Problem to work on:
Reproduce part of the records below word for word. Start at the line that contains "the red sign" and stop after the line that contains "point(196, 118)".

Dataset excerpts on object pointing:
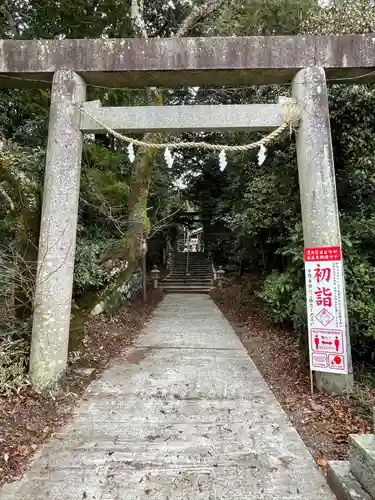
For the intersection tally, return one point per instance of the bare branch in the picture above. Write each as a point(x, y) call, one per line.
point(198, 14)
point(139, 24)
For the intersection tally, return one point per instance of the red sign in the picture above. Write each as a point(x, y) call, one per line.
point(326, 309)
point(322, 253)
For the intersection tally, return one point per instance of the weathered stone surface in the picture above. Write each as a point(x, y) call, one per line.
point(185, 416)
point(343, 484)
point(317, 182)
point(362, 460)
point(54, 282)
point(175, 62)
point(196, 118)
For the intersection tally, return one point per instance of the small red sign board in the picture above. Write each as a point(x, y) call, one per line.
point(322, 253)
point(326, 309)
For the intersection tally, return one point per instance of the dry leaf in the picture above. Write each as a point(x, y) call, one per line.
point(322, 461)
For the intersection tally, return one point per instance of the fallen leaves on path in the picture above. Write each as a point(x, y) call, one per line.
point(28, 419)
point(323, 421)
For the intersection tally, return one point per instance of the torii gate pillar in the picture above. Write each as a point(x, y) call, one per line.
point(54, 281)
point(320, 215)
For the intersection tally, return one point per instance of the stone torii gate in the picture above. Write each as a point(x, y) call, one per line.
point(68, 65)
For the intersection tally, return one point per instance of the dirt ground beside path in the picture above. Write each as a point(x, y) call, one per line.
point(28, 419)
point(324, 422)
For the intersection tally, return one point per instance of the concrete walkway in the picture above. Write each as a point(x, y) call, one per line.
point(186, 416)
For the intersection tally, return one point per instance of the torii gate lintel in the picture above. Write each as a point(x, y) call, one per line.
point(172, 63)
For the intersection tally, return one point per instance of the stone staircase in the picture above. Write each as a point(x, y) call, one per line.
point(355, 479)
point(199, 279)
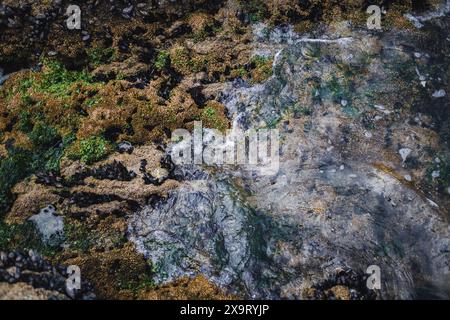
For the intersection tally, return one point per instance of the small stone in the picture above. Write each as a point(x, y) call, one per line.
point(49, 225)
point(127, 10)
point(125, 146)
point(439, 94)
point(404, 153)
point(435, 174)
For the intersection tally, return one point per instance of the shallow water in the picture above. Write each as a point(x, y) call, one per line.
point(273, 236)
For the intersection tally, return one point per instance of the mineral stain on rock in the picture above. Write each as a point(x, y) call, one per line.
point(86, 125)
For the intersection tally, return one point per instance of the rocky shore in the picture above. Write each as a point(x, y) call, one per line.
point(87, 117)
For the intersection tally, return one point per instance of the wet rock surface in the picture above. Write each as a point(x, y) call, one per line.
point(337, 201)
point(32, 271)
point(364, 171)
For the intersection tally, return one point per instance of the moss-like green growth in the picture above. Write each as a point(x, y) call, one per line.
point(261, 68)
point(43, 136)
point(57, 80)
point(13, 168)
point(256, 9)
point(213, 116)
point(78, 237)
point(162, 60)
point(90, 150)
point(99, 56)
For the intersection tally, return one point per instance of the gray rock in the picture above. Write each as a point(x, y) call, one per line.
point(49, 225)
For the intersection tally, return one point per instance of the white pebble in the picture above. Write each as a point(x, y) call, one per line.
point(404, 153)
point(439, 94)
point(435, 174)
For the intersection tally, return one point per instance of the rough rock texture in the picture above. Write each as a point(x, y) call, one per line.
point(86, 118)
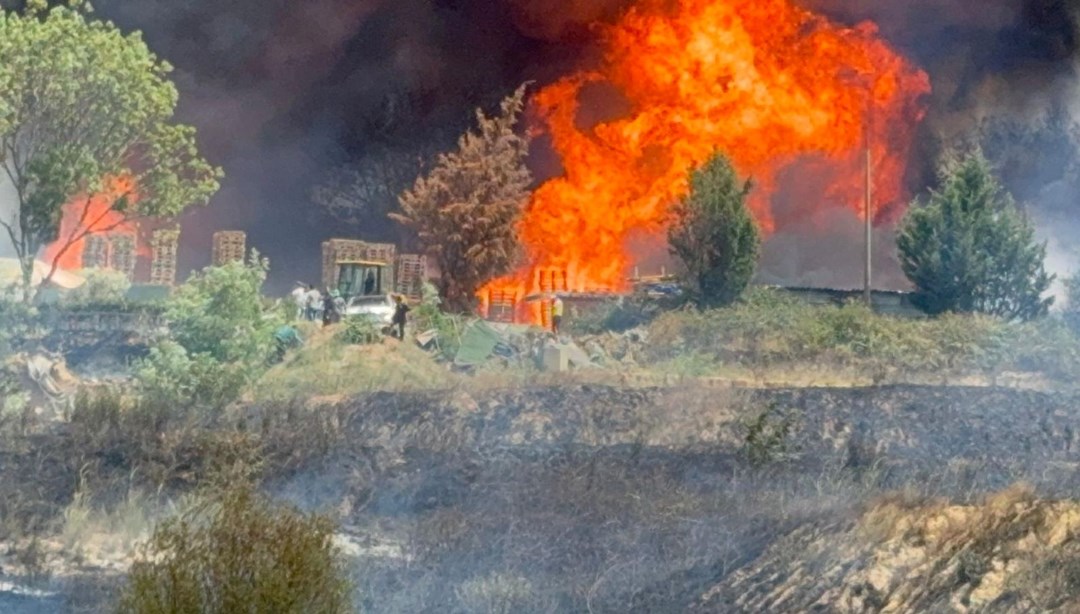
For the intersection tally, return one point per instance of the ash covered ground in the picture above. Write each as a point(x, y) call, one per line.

Output for this exercise:
For the intersection tally, return one point per instance of the red sign in the picture above. Write each as a point(x, y) call, one per line.
point(326, 309)
point(322, 253)
For the intersection tally, return one point per instance of the weathered stone surface in the picture above. Write each as a point(x, y) call, one per line.
point(185, 416)
point(343, 484)
point(317, 182)
point(362, 460)
point(54, 282)
point(175, 62)
point(196, 118)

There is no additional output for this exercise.